(Excerpts from a dataset)
----

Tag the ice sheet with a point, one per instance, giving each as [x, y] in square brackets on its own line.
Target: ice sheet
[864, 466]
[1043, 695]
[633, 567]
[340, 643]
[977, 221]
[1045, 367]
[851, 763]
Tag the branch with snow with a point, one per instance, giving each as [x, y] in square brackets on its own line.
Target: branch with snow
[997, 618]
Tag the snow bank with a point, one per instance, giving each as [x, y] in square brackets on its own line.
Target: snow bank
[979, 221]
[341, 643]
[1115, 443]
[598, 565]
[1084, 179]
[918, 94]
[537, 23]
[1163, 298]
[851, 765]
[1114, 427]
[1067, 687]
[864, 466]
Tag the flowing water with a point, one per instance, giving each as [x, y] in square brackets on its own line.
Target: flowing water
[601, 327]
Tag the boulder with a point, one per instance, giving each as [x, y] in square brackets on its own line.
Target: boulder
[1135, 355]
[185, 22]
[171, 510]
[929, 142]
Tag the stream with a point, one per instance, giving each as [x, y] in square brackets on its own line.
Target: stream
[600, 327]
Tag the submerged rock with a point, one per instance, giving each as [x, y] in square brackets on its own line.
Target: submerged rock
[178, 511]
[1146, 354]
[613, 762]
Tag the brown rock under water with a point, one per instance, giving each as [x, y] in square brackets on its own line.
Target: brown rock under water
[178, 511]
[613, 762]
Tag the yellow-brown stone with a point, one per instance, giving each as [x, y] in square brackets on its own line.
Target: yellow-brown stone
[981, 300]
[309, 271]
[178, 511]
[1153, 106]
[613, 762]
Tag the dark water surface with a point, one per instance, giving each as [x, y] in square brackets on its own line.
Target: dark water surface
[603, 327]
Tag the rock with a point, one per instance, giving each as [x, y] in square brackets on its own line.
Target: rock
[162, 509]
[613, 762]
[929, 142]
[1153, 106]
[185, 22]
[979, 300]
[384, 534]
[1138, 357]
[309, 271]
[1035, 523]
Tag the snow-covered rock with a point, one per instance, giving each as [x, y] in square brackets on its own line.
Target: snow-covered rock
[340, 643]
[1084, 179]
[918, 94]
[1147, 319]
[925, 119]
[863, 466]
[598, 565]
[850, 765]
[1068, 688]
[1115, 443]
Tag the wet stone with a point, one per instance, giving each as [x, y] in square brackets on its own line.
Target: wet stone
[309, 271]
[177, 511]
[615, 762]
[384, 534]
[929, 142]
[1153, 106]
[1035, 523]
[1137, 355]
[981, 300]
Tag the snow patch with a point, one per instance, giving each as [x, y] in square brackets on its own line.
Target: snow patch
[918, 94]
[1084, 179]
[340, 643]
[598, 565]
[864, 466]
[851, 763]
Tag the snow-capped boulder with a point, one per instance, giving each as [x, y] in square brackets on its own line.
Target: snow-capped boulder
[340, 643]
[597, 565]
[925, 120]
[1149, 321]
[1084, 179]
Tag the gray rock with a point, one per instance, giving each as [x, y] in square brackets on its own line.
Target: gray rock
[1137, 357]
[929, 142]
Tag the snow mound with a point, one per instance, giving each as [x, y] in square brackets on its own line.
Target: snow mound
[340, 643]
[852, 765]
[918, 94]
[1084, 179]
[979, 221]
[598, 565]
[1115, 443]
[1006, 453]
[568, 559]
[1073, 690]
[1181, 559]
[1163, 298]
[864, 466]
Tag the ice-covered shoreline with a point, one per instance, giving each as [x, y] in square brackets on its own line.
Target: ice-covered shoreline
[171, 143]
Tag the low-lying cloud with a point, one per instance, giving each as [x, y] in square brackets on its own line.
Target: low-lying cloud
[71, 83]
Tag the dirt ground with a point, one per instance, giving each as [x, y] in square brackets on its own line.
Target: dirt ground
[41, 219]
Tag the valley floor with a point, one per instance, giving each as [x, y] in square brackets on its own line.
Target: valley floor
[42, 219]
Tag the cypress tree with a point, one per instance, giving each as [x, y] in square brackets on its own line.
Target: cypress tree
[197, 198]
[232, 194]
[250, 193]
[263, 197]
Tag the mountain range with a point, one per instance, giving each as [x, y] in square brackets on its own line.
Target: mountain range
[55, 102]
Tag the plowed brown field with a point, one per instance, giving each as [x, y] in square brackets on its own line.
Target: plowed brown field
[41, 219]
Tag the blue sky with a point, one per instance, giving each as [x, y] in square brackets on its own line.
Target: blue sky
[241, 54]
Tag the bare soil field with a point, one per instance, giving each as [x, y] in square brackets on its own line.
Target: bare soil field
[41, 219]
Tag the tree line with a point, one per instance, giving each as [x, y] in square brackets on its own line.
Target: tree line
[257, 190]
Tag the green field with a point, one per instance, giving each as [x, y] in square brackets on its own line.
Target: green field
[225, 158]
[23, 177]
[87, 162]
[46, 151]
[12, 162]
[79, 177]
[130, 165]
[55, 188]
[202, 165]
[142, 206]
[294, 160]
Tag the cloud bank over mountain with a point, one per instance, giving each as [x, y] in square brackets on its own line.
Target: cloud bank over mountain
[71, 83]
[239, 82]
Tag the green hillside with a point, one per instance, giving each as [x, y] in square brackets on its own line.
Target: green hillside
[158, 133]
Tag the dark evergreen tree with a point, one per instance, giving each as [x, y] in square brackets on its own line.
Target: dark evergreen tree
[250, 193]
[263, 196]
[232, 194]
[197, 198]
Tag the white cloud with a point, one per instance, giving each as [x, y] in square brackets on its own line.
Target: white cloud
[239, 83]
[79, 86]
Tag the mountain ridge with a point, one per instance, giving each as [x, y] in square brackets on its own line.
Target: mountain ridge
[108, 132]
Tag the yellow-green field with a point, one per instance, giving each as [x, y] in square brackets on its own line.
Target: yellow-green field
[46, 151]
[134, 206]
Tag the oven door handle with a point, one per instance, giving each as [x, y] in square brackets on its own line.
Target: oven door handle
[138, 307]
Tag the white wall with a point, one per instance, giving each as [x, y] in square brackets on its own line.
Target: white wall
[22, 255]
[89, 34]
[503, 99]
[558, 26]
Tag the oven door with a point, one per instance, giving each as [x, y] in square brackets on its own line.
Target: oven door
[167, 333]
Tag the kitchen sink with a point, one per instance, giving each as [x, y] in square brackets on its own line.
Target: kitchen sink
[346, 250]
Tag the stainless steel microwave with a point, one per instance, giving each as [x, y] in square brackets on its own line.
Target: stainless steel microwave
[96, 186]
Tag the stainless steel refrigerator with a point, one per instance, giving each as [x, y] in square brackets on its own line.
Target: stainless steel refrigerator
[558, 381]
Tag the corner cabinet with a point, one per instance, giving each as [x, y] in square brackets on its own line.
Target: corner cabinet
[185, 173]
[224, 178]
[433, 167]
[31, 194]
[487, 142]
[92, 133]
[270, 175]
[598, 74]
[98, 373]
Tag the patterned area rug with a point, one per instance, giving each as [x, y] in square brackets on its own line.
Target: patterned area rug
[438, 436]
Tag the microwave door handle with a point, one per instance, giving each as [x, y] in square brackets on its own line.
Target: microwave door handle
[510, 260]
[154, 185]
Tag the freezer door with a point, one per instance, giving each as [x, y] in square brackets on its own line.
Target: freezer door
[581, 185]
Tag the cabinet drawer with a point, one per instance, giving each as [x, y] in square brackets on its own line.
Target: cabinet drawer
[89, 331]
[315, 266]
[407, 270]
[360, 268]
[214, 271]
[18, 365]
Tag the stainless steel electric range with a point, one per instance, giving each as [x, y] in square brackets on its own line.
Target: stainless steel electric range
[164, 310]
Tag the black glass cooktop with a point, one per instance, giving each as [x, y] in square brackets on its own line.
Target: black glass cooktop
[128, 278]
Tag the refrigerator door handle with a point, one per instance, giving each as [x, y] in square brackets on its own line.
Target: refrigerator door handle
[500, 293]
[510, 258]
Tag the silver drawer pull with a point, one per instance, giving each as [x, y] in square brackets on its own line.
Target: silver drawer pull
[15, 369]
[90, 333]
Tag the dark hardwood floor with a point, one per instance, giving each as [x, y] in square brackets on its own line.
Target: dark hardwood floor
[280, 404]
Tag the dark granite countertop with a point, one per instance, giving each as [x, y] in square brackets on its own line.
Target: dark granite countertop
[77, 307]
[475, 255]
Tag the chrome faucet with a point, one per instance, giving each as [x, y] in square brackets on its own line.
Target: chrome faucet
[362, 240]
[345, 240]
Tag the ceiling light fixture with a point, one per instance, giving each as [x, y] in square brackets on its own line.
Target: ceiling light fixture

----

* [What is needed] A single number, please: the count of lines above that contain the string "ceiling".

* [Answer for this exercise] 2